_OBJECTIVE_. Copy each of the lines below word for word, leaving out the pictures.

_DATA PROVIDED_.

################

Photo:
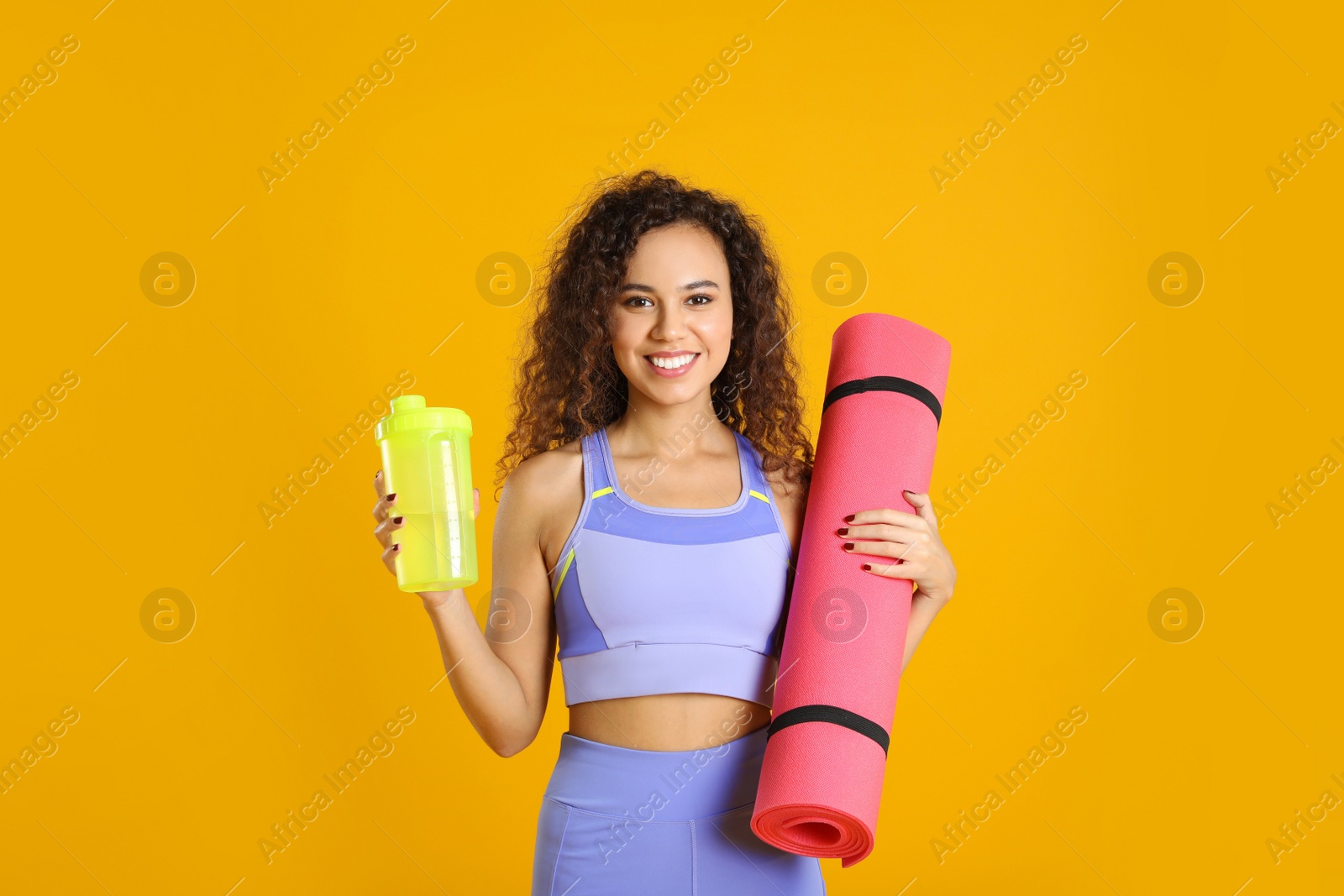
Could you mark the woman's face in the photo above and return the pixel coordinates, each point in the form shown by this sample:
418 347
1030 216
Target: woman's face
672 320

################

_SOLUTION FOR THIS EXERCISE_.
Photo:
Could you mark the woman's face in the photo above and return the pixel coordinates, each point in the form shown by this sample:
418 347
1030 216
Target: woman's face
672 320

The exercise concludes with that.